(Image location labeling entries)
◇ ◇ ◇ ◇ ◇ ◇ ◇

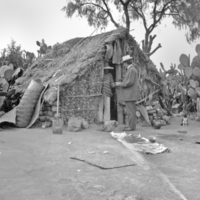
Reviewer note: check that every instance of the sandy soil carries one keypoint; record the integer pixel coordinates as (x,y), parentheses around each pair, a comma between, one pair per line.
(35,164)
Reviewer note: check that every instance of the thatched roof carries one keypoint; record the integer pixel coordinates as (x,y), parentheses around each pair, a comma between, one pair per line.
(66,61)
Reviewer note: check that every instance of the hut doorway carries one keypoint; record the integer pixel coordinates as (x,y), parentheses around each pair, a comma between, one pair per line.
(113,100)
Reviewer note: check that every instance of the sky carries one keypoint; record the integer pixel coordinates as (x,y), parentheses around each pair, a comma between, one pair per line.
(27,21)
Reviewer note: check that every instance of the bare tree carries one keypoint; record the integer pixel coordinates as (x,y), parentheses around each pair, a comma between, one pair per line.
(185,14)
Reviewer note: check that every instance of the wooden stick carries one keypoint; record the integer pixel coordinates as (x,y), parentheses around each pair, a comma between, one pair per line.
(147,97)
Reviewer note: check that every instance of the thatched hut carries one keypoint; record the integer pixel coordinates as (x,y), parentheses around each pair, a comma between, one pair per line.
(77,65)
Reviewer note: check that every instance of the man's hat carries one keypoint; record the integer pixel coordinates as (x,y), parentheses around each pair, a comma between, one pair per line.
(125,58)
(108,67)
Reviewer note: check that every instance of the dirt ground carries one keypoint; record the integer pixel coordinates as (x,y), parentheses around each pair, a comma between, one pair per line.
(35,164)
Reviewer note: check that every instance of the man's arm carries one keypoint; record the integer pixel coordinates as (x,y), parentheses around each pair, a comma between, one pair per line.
(112,81)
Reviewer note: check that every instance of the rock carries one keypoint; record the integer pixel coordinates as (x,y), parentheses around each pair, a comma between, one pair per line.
(50,113)
(42,118)
(54,108)
(84,124)
(152,139)
(74,124)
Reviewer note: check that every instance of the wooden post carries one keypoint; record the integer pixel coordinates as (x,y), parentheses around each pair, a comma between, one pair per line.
(120,115)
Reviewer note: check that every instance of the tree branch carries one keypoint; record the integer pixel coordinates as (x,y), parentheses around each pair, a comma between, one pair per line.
(110,15)
(159,46)
(151,41)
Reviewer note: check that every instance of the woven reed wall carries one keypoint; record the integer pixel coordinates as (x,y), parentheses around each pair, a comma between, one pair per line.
(81,99)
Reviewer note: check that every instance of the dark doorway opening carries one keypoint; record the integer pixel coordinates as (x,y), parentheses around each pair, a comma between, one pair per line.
(113,100)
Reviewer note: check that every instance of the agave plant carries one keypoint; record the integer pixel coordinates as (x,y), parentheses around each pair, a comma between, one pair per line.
(191,73)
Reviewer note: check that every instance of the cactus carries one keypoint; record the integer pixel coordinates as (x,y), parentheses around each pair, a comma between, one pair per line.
(196,72)
(184,60)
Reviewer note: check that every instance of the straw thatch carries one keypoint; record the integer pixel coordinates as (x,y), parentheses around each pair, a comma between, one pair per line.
(73,58)
(83,59)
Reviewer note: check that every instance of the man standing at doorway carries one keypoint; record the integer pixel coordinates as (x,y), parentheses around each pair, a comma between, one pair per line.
(129,91)
(104,105)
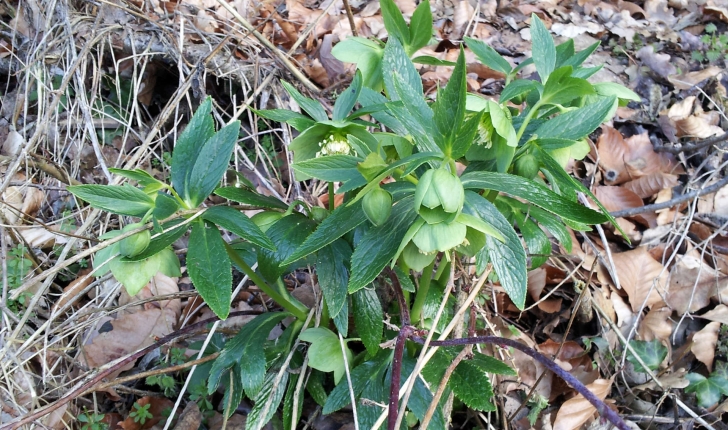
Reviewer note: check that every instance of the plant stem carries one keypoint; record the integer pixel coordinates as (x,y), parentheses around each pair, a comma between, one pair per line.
(331,197)
(421,294)
(528,119)
(287,303)
(602,409)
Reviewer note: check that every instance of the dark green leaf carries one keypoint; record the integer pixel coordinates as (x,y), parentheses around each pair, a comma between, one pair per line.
(310,106)
(267,401)
(396,60)
(189,144)
(209,267)
(235,222)
(332,274)
(247,343)
(420,27)
(394,22)
(248,197)
(533,192)
(517,88)
(578,123)
(362,376)
(652,354)
(449,109)
(544,51)
(163,240)
(708,390)
(369,318)
(379,245)
(118,199)
(211,164)
(341,221)
(509,258)
(332,168)
(488,56)
(472,386)
(287,234)
(347,99)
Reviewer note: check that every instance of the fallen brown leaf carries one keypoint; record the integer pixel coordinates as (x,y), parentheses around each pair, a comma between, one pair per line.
(704,343)
(577,411)
(641,277)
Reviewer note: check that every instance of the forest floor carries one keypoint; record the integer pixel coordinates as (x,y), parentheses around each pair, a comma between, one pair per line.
(90,86)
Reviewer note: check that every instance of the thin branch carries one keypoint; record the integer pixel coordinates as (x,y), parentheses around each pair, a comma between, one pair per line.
(113,366)
(602,409)
(673,202)
(692,146)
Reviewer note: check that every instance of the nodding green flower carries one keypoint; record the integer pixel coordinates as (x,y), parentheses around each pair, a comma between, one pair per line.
(335,144)
(485,132)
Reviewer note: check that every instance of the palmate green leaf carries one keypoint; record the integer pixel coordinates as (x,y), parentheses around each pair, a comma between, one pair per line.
(310,106)
(362,376)
(347,99)
(333,276)
(508,258)
(209,267)
(708,390)
(420,27)
(369,318)
(544,51)
(118,199)
(561,88)
(325,353)
(488,56)
(517,88)
(449,109)
(211,164)
(366,54)
(394,22)
(341,221)
(471,385)
(287,234)
(267,401)
(189,144)
(331,168)
(652,354)
(396,60)
(247,343)
(532,192)
(379,245)
(577,123)
(135,275)
(248,197)
(237,223)
(164,240)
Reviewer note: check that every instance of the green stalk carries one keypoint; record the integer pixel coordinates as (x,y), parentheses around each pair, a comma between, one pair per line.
(421,295)
(331,197)
(288,303)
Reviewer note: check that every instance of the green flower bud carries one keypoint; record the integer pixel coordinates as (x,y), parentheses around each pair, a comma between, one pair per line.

◇ ◇ ◇ ◇ ◇ ◇ ◇

→ **Requirement**
Render every line of the material above as a numbered list, skipping blank lines and leaving out the pictures.

→ **Expected answer**
1. Reviewer note: check that every instance of the sandy soil carries one keypoint; record the integer pixel coordinates as (x,y), parentheses around each pair, a comma between, one pair per line.
2. (35,164)
3. Reviewer note: check that every instance of the thatched roof carries one keypoint; record the integer pixel coordinates as (x,y), parentheses around each pair, a comma between, one pair per line.
4. (66,61)
5. Reviewer note: check that every instance of the hut doorway carries one keypoint; record the integer pixel coordinates as (x,y), parentheses around each pair, a comma between, one pair per line.
6. (113,100)
7. Reviewer note: check that every instance of the sky carries one keypoint; record the integer pixel coordinates as (x,y), parentheses around each pair, a comma between, one pair per line.
8. (27,21)
9. Reviewer note: check that every instance of the bare tree carries one keypoint; record the integer pixel coordinates as (x,y), parentheses around each pair, a comma between, one pair per line.
10. (185,14)
11. Reviewer note: check that every instance of the wooden stick carries one keypoint; record the integer pixel coordinates as (x,y), parentheses around each pair, a comma between, one pair per line.
12. (147,97)
13. Reviewer note: check that every instance of the thatched hut carries one keypoint; record the integer pixel coordinates as (x,y), parentheses around each pair, a comma between, one pair per line.
14. (77,65)
15. Reviewer note: check that every instance of the man's hat carries one keypoint; record the integer pixel coordinates as (x,y), parentheses around each pair, a comma between, one pair per line.
16. (125,58)
17. (108,67)
18. Reviewer note: check that every instance of the dirt ground carries one keypoint; record the integer pixel coordinates as (x,y), parentheses around each pair, a comma between, one pair per line.
19. (35,164)
20. Reviewer note: check that every instance of the man's arm carries one keypoint; record the integer pixel coordinates as (x,y), parentheses around each pair, a comma between, one pair per line.
21. (112,81)
22. Reviewer note: check that every instance of the rock carries one keypoint; record the integer pixel coordinates as (x,y), parentheses around each pair, a comma between, one pair per line.
23. (50,113)
24. (42,118)
25. (54,108)
26. (84,124)
27. (152,139)
28. (74,124)
29. Reviewer note: check that every instance of the wooden post carries one keypoint; record the integer pixel coordinates as (x,y), parentheses around each pair, a comma between, one pair per line.
30. (120,115)
31. Reviewer note: check that every instance of the tree branch carries one keypoint; record the integer pixel coordinates as (x,y), parentheses around each pair, a comma between, one pair per line.
32. (110,15)
33. (159,46)
34. (151,41)
35. Reviewer note: check that every instance of the woven reed wall carries one keypoint; record the integer pixel coordinates as (x,y), parentheses around each pair, a comma between, one pair per line.
36. (81,99)
37. Reviewer note: check that every instance of the dark doorway opening carries one keypoint; record the integer pixel coordinates as (x,y), parentheses around each pair, a comma between, one pair per line.
38. (113,100)
39. Reviewer note: check that every instance of the agave plant carries one keypoint; record the integer pixel coordinates as (x,y), parentheses around each pair, a comma between, one pair per line.
40. (191,73)
41. Reviewer note: check that every instance of the cactus carries one keypoint; record the integer pixel coordinates as (x,y), parentheses around each pair, a comma between, one pair per line.
42. (196,72)
43. (184,60)
44. Reviewer note: check that every instance of the straw thatch carries one keypoint; record the integer pixel coordinates as (x,y), parentheses around each pair, a comma between, one pair per line.
45. (73,58)
46. (83,59)
47. Reviewer note: check that every instance of the man standing at doorway carries one keypoint; record the integer pixel coordinates as (x,y), parentheses around each pair, a comma between, one pair per line.
48. (129,91)
49. (104,105)
50. Reviewer note: check that every instance of the plant stem carries one keypoint; record the integer pixel coordinates as (x,y), parentheses around each pair, a comma between, one pair per line.
51. (331,197)
52. (421,294)
53. (528,119)
54. (287,303)
55. (602,409)
56. Reviewer note: check that every instance of the dark green leaf carries one keypoint; record the integer pixel coordinates as (x,y), parentheses around each pair, a comma between, one pair per line.
57. (310,106)
58. (267,401)
59. (396,60)
60. (189,144)
61. (209,267)
62. (235,222)
63. (332,274)
64. (247,343)
65. (420,27)
66. (394,22)
67. (248,197)
68. (533,192)
69. (517,88)
70. (578,123)
71. (362,376)
72. (652,354)
73. (449,109)
74. (544,51)
75. (163,240)
76. (708,390)
77. (369,318)
78. (379,245)
79. (118,199)
80. (211,164)
81. (341,221)
82. (509,258)
83. (332,168)
84. (488,56)
85. (472,386)
86. (287,234)
87. (347,99)
88. Reviewer note: check that every instance of the fallen brown leaf carries one keypoint; record the integer pixel coordinates as (x,y), parentheses around each pair, a comma between, one pair per line.
89. (704,343)
90. (577,411)
91. (641,277)
92. Reviewer note: check that every instance of the forest floor carries one keypoint; record the integer pixel coordinates as (x,y), parentheses around each pair, a comma between, one pair per line.
93. (90,86)
94. Reviewer note: check that every instance of the thin branch carries one keypoint; record the integer pixel coordinates as (x,y), parentheses around each pair, a comma between, one pair per line.
95. (113,366)
96. (602,409)
97. (673,202)
98. (692,146)
99. Reviewer note: check that every instance of the nodding green flower carries one keypoint; record the integer pixel coordinates as (x,y), parentheses around each pair, a comma between, one pair per line.
100. (335,144)
101. (485,132)
102. Reviewer note: check that every instance of the palmate green leaf carries one keypoint; record the integer pixel coordinates as (x,y), parentheses around each pair, a comma between, one pair per line.
103. (310,106)
104. (362,376)
105. (347,99)
106. (333,276)
107. (508,258)
108. (209,267)
109. (708,390)
110. (420,27)
111. (369,318)
112. (544,51)
113. (118,199)
114. (561,88)
115. (325,353)
116. (488,56)
117. (517,88)
118. (449,109)
119. (211,164)
120. (366,54)
121. (394,22)
122. (341,221)
123. (471,385)
124. (287,234)
125. (267,401)
126. (189,144)
127. (331,168)
128. (652,354)
129. (396,60)
130. (247,343)
131. (532,192)
132. (379,245)
133. (577,123)
134. (135,275)
135. (248,197)
136. (237,223)
137. (164,240)
138. Reviewer note: check that every instance of the green stalk carries one keypoint; record the integer pixel coordinates as (x,y), parentheses around each pair, a comma between, one pair per line.
139. (421,295)
140. (331,197)
141. (288,303)
142. Reviewer note: check that every instance of the green flower bud carries one keypoint; record the integer pixel coordinates as (x,y), parentheses around each pair, a comma between, one pair per line.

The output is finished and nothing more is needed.